- [Short task] Write out the entries below once more, exactly.

[Pointing dataset records]
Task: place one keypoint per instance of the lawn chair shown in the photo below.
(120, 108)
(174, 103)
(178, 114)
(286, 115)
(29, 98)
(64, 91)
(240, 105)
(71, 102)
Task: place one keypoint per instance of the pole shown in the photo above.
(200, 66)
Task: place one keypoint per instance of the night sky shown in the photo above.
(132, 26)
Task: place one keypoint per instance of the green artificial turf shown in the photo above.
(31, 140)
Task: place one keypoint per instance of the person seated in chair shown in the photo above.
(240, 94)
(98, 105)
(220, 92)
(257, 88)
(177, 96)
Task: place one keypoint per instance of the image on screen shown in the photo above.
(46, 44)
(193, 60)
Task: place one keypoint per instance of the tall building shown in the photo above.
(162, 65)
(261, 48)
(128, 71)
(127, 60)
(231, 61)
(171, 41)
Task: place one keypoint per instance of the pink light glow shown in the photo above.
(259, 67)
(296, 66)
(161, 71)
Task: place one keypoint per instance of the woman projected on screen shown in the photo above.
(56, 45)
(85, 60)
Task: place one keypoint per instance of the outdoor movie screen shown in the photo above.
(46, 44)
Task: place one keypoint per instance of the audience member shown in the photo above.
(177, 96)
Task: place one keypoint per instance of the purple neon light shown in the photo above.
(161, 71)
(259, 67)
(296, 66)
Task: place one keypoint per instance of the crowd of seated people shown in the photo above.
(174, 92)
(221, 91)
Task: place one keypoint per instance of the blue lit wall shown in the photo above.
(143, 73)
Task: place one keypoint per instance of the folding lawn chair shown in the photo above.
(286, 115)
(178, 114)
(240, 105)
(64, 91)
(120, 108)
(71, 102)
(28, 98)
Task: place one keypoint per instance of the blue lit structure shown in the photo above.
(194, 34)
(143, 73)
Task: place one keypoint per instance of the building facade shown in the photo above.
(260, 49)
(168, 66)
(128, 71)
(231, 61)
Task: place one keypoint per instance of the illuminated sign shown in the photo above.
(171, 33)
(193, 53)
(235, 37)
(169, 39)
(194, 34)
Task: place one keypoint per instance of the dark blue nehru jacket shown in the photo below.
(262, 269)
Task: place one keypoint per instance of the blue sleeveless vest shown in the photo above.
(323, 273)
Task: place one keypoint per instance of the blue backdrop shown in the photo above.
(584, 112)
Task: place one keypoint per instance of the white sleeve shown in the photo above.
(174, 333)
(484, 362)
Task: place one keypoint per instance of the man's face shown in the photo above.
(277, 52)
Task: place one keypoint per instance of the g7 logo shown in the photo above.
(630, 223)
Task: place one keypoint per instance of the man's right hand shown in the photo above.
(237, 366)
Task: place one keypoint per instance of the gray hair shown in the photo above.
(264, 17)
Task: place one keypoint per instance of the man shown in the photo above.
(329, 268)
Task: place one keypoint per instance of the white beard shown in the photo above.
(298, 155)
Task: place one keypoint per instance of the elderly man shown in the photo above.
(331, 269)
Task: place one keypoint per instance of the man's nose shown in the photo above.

- [Full response]
Task: place one keypoint per instance of the lawn chair shown in the photo below.
(120, 108)
(174, 103)
(178, 114)
(286, 115)
(29, 98)
(64, 91)
(240, 105)
(71, 102)
Task: place one keypoint per instance of the pole shown in the photo above.
(200, 66)
Task: place one keypoint per instance of the night sky shown in the photo above.
(132, 26)
Task: place one keypoint per instance of the green artificial turf shown in the photo above.
(31, 140)
Task: place one keypoint per instance of the person seated in chair shown in the photo above.
(240, 94)
(98, 105)
(220, 92)
(257, 88)
(177, 96)
Task: place one keypoint per instance of the image on screen shown in the photo above.
(46, 44)
(193, 60)
Task: place one keypoint per instance of the tall building shown in the photo above.
(162, 65)
(261, 48)
(128, 71)
(127, 60)
(231, 61)
(171, 41)
Task: place one keypoint per instance of the pink light glow shown in the photo above.
(259, 67)
(296, 66)
(161, 71)
Task: place one keypoint per instance of the woman projected on screen shown in the photo above.
(56, 45)
(85, 60)
Task: place one keypoint per instance of the outdoor movie screen shown in the photo above.
(46, 44)
Task: place one keypoint per instance of the audience member shown in the photo above.
(177, 96)
Task: place one keypoint per instance of the purple neon light shown in the photo above.
(161, 71)
(259, 67)
(296, 66)
Task: place one keypoint per instance of the crowd of seated people shown in the photo above.
(174, 92)
(221, 91)
Task: place one keypoint per instance of the blue lit wall shown in the photo above.
(143, 73)
Task: place one keypoint per instance of the folding lawn chair shown in the photo above.
(286, 115)
(178, 114)
(240, 105)
(64, 91)
(120, 108)
(71, 102)
(28, 98)
Task: place one keypoint per instance of the blue lit structure shown in the photo above.
(194, 34)
(143, 73)
Task: place one keypoint per instance of the building facade shown in the photo above.
(260, 49)
(168, 66)
(128, 71)
(231, 61)
Task: place one keypoint per instance of the illuminated sign shown in the photo above.
(171, 33)
(193, 53)
(235, 37)
(169, 39)
(194, 34)
Task: place one keypoint per instance of the dark blue nehru jacket shown in the photo below.
(262, 269)
Task: place one keypoint per instance of the blue sleeveless vest shown in the photo above.
(323, 273)
Task: place one keypoint per instance of the blue backdrop shown in the photo above.
(584, 112)
Task: place one keypoint per instance of the white sleeve shown in the photo above.
(174, 333)
(484, 362)
Task: place one keypoint per instance of the man's face shown in the photo above.
(277, 52)
Task: place one keypoint per instance of the g7 logo shown in the photo above.
(630, 223)
Task: place one keypoint per instance of the man's right hand shown in the photo above.
(237, 366)
Task: place one keypoint per instance of the gray hair shown in the photo above.
(264, 17)
Task: place one keypoint per instance of the man shown in the photo above.
(329, 268)
Task: place one keypoint per instance of the white beard shown in the photo above.
(298, 155)
Task: place one keypoint per instance of the elderly man shown in the photo above.
(331, 269)
Task: place one keypoint per instance of the man's nose shown in the photo above.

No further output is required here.